▸ Exercise inputs:

________________

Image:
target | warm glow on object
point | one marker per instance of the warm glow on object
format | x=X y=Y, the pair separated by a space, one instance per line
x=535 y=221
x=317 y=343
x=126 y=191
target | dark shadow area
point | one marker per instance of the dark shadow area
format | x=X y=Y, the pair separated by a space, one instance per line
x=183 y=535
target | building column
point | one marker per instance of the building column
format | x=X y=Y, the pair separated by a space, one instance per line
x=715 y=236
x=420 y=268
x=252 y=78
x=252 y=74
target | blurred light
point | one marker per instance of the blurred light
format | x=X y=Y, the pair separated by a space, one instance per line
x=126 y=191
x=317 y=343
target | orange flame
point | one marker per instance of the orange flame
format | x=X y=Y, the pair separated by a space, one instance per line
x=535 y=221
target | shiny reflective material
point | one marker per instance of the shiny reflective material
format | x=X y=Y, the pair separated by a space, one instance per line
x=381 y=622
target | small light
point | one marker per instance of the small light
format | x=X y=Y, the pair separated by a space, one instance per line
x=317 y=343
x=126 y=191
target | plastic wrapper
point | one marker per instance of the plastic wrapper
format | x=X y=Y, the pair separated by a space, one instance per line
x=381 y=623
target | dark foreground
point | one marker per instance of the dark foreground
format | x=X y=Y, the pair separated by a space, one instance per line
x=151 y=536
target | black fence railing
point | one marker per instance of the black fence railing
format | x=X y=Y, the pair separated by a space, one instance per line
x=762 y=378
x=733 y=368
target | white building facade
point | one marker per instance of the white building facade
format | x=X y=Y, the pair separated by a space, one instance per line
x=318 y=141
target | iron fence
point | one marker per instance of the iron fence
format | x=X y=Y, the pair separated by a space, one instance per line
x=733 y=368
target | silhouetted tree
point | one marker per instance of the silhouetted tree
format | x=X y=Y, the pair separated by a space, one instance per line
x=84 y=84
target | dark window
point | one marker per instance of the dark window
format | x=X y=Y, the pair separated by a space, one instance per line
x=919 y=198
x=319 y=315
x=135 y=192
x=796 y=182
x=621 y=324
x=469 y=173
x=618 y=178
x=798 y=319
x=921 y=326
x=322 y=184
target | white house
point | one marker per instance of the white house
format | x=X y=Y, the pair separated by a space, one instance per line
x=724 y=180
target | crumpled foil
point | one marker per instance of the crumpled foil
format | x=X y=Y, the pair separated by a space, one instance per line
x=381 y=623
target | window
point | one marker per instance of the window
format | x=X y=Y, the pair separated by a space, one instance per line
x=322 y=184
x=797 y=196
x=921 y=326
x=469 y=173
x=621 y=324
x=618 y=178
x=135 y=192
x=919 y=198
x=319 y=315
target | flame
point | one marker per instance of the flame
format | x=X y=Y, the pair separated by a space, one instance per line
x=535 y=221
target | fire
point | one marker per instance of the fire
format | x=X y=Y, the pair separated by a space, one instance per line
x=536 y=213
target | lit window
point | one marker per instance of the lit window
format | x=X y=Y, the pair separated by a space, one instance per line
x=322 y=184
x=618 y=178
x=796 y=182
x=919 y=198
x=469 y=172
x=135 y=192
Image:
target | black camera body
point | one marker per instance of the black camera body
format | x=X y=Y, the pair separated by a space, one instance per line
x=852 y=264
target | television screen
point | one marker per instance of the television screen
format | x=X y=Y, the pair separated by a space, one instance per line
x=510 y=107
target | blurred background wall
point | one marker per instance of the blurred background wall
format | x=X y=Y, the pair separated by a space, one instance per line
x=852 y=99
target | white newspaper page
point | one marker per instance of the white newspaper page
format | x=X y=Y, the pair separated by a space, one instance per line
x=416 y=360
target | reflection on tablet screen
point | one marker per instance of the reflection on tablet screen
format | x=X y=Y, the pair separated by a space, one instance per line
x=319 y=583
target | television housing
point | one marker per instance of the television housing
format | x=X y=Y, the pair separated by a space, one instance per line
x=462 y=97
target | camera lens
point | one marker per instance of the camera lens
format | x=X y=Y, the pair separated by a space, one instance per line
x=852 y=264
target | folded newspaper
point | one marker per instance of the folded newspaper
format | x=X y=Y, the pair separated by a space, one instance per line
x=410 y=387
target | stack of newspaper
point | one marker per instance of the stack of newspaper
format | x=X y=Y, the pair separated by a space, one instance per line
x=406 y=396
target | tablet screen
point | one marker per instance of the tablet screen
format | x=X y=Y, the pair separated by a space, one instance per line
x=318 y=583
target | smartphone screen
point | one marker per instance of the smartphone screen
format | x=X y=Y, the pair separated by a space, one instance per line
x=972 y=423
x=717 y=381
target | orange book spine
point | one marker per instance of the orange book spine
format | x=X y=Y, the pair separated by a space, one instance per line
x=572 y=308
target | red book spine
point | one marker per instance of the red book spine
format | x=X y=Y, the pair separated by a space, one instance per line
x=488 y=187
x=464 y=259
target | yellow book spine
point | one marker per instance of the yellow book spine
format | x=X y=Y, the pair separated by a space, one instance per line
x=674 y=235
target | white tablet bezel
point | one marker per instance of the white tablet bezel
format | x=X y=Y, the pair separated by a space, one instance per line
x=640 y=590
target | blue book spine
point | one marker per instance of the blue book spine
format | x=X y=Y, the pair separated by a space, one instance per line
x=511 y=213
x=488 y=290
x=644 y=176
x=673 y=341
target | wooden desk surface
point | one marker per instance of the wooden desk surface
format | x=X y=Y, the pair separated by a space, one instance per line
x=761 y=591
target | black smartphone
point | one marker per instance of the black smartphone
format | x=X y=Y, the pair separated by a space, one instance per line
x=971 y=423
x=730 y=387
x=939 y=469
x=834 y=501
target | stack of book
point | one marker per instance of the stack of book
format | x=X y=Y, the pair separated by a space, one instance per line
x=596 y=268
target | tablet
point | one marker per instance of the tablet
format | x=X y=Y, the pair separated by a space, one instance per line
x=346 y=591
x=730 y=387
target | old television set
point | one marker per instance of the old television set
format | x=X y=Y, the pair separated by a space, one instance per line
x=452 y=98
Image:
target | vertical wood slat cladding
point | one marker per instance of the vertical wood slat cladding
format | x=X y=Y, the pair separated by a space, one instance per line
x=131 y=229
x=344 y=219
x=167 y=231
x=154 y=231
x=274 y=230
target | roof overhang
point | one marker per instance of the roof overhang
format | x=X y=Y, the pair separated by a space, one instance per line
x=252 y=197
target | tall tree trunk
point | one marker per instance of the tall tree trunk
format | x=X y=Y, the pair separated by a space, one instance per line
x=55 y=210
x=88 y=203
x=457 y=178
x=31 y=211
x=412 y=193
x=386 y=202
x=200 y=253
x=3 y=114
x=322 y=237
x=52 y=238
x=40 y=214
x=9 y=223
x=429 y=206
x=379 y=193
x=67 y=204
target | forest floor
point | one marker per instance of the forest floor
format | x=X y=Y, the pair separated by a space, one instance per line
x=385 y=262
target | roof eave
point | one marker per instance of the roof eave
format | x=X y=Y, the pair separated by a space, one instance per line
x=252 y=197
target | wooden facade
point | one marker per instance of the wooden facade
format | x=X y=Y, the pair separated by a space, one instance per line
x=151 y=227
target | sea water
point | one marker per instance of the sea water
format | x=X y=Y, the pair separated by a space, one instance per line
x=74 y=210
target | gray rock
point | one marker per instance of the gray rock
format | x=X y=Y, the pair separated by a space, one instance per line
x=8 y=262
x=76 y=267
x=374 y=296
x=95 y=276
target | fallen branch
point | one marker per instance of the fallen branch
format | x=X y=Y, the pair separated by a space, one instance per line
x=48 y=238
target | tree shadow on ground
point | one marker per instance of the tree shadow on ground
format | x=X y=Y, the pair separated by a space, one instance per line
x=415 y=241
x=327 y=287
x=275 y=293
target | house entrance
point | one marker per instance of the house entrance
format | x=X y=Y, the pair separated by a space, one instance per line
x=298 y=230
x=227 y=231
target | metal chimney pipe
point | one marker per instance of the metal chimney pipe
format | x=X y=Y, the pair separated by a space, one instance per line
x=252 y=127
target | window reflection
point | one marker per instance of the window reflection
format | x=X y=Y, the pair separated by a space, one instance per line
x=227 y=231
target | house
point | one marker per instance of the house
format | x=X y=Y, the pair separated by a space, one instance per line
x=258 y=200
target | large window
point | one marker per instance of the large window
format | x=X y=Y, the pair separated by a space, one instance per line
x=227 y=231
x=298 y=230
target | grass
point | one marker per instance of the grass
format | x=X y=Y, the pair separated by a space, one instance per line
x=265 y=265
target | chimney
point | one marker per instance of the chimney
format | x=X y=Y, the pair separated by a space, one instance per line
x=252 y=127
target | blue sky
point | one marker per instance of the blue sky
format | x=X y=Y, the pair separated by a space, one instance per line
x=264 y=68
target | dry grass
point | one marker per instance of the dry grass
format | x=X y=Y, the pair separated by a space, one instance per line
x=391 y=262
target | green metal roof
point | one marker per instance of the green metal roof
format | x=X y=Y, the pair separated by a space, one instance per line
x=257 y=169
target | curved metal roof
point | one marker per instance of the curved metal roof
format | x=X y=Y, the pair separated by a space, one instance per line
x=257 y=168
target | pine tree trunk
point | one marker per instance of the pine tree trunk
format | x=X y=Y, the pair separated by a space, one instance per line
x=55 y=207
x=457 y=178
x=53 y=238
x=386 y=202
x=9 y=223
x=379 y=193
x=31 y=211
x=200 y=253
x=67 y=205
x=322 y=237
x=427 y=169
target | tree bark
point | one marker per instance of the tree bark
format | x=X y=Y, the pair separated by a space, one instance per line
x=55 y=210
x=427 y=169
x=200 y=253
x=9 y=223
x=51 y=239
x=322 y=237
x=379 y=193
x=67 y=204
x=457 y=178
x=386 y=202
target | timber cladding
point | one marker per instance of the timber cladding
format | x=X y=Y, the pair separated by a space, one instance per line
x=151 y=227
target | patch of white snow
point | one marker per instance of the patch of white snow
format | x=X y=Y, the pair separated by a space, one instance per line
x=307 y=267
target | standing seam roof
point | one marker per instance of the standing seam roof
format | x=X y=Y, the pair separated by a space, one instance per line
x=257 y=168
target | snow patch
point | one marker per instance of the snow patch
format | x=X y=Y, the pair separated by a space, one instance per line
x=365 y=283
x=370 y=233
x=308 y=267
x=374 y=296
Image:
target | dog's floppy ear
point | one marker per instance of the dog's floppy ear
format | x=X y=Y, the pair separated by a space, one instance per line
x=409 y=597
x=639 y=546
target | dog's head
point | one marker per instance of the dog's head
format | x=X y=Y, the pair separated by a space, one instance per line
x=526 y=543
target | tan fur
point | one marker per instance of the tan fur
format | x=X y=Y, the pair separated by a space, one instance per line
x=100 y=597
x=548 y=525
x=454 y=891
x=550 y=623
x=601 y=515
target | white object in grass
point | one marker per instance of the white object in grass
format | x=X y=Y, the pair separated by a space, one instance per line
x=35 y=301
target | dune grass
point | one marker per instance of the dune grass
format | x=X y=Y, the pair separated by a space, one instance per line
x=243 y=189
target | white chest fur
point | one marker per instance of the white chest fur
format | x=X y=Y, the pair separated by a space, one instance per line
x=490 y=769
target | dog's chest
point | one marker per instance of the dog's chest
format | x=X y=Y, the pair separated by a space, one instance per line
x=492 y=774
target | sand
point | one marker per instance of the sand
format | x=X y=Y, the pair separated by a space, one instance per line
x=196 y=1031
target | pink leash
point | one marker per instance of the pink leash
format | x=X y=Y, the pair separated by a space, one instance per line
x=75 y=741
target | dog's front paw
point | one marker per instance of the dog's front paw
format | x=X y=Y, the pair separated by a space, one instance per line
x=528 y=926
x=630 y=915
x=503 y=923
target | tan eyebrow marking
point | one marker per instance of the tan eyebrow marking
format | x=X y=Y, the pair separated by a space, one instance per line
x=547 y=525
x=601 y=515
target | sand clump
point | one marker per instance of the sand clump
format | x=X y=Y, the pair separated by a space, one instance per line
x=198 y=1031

________________

▸ Problem:
Output should match, line for line, the stretch of the material above from the line holding "point | one marker per instance of the dog's chest" through the line holding "point | one marker per instance of the pink".

▸ Answer section:
point | one marker per instance of the dog's chest
format | x=X y=Y, the pair separated by a space, one instance per line
x=492 y=774
target | sand
point | one marker per instance of the sand
format | x=X y=Y, the pair separated by a space, one instance per line
x=196 y=1031
target | pink leash
point | one marker per instance of the pink leash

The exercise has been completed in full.